-- DATASET EXTRACT --

• • •

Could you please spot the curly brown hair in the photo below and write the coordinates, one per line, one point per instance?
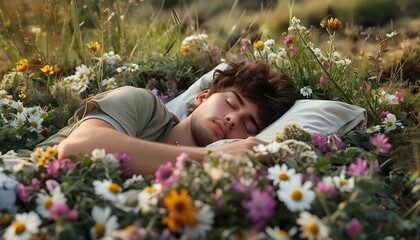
(271, 91)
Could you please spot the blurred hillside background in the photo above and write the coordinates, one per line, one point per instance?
(56, 31)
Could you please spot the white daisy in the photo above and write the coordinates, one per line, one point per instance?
(23, 227)
(390, 123)
(342, 183)
(148, 198)
(107, 189)
(105, 224)
(205, 218)
(311, 227)
(45, 201)
(306, 91)
(297, 197)
(279, 174)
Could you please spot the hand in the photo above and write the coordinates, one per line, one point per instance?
(240, 147)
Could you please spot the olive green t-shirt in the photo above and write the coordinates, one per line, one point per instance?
(134, 111)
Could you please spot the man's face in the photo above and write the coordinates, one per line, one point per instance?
(224, 115)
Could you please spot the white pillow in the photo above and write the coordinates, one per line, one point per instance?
(315, 116)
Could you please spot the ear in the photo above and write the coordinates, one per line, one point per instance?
(201, 97)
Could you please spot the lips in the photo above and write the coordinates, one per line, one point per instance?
(219, 129)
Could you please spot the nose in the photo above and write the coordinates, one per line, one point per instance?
(230, 120)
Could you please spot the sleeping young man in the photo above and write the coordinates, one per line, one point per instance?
(240, 102)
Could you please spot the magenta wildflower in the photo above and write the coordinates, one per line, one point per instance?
(62, 211)
(292, 50)
(382, 115)
(125, 161)
(180, 160)
(354, 228)
(260, 208)
(323, 81)
(35, 183)
(380, 142)
(288, 39)
(360, 168)
(399, 96)
(164, 175)
(320, 142)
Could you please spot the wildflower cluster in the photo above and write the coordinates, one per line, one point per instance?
(317, 188)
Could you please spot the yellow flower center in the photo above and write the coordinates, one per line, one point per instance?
(99, 230)
(344, 182)
(283, 176)
(282, 233)
(114, 188)
(48, 203)
(297, 195)
(313, 228)
(20, 228)
(149, 189)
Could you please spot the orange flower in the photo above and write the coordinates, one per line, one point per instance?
(47, 69)
(93, 46)
(334, 24)
(258, 45)
(22, 65)
(180, 210)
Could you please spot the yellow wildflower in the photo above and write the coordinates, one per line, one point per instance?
(47, 69)
(93, 46)
(258, 45)
(334, 25)
(22, 65)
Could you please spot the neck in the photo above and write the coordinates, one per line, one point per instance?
(181, 134)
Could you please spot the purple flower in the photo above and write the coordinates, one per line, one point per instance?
(382, 115)
(360, 168)
(292, 50)
(125, 161)
(164, 175)
(380, 142)
(62, 211)
(288, 39)
(354, 228)
(320, 142)
(260, 208)
(323, 81)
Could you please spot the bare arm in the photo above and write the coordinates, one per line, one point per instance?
(146, 156)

• • •

-- TASK PROMPT --
Copy the records verbatim, starting at the line that contains "Could you please spot the bare" and continuing through the end of the records.

-- RESULT OF THIS EXERCISE --
Could you please spot the bare arm in the photo above and write the coordinates, one per line, one point per instance?
(146, 156)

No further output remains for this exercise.